Retype exactly the lines that run from the line with "Please outline the front" to the final line of the entries, keeping both ends and nothing else.

— Start Information shown —

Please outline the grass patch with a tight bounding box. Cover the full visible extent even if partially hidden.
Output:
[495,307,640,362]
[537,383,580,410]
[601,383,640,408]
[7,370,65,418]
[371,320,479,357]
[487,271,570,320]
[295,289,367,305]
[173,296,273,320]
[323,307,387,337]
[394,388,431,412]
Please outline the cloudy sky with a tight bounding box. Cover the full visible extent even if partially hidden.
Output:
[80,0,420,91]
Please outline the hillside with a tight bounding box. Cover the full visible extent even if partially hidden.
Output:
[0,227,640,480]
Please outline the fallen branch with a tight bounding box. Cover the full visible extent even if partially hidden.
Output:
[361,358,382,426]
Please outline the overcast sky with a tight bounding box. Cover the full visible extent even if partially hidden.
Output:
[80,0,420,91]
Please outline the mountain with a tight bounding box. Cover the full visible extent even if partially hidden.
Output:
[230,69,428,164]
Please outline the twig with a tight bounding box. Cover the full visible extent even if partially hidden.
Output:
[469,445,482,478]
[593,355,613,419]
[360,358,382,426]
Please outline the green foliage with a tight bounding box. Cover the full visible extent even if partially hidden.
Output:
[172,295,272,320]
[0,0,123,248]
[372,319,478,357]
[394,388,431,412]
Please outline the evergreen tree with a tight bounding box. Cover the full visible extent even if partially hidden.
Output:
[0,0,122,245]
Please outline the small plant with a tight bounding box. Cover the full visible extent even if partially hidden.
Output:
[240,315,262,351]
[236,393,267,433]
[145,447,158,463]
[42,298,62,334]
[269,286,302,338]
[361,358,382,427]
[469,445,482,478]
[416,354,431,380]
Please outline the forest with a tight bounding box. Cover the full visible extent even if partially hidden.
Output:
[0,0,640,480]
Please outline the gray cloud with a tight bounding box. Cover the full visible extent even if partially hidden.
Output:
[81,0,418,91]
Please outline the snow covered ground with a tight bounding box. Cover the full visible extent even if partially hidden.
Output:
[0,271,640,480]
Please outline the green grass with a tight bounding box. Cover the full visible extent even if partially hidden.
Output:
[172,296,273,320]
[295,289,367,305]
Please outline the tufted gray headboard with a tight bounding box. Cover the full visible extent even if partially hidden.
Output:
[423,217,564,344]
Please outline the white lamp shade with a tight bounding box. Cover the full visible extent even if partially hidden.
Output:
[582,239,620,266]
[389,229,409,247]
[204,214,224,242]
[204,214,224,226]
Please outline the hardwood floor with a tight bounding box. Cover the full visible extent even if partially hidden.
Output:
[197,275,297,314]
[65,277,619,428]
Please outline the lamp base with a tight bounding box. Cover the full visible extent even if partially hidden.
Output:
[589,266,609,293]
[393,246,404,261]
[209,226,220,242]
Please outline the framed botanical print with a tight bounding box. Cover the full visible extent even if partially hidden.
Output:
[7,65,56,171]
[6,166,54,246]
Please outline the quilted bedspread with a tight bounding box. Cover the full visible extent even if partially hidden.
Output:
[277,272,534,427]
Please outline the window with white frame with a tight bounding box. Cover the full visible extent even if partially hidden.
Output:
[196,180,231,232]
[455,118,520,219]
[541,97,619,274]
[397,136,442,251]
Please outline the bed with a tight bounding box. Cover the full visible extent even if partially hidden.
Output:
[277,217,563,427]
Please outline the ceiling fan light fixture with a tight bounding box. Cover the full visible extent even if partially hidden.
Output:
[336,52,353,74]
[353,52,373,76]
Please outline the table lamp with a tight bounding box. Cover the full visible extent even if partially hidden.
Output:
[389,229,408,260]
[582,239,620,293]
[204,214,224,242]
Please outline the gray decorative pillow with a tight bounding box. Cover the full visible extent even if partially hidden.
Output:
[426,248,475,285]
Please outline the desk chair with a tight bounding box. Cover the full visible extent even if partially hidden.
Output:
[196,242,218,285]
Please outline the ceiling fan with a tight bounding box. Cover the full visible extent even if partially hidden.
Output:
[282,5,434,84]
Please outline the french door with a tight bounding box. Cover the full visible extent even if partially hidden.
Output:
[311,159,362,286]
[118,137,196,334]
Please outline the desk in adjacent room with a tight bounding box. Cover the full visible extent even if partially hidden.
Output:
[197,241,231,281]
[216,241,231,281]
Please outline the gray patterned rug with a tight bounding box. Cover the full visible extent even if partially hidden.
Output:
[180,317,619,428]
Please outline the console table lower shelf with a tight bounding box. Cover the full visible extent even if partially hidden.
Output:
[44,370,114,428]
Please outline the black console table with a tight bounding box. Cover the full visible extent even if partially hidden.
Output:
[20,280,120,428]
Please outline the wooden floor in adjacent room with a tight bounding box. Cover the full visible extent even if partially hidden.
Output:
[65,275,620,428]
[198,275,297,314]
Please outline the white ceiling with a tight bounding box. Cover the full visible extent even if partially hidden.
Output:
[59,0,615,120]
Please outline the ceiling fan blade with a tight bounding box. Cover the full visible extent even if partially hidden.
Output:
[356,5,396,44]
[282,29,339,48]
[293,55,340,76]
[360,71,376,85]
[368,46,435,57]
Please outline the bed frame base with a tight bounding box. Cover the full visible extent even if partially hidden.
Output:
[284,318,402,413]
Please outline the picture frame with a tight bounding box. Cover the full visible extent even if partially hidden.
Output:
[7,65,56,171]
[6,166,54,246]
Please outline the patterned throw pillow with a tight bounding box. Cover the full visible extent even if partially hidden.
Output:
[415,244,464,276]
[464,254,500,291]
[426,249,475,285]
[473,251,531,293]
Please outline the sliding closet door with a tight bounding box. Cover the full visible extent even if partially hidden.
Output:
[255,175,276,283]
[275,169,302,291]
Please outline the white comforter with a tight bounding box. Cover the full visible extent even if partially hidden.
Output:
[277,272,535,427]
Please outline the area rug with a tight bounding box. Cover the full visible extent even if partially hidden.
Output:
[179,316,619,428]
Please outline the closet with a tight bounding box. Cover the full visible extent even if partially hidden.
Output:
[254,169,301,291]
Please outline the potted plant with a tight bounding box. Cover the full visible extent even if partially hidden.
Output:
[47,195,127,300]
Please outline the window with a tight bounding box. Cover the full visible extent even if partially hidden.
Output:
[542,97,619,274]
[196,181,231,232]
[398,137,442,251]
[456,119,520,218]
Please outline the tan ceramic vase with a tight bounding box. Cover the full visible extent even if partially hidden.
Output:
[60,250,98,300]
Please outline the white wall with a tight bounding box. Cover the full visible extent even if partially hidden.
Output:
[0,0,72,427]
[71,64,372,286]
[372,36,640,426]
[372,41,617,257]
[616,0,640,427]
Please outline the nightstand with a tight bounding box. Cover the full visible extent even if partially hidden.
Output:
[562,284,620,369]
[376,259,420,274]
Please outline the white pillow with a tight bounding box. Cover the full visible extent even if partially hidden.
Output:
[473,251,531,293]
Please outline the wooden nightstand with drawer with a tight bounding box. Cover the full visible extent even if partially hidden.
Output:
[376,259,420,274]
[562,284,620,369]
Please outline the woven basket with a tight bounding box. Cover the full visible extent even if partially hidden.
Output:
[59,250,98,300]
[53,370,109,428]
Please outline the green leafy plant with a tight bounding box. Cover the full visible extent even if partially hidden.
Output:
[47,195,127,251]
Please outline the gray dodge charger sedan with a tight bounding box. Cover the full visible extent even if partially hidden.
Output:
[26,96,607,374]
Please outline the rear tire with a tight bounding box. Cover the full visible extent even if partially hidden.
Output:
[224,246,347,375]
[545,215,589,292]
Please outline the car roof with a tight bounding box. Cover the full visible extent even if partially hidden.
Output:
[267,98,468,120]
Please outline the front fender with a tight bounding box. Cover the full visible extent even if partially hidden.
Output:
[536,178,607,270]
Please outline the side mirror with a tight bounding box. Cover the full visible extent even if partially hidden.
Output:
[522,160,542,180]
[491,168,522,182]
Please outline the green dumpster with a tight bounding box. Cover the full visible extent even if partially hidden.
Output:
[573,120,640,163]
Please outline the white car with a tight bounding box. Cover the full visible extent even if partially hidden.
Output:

— End Information shown —

Finished exercise:
Please outline the front fender with a tight bounding box. Cover the full visible extent even if partially hidden.
Output:
[536,178,607,270]
Please outline the side mirror with a tight bounding box. Cover the full visible extent even if partially hidden.
Output:
[522,160,542,180]
[491,168,522,182]
Please outline the green dumpster with a tight bounding box. Cover the full visible extent even if partially hidden.
Output:
[573,120,640,163]
Please outline the white car with a tight bounding box. Cover the full visible extent even if partially hidden.
Output:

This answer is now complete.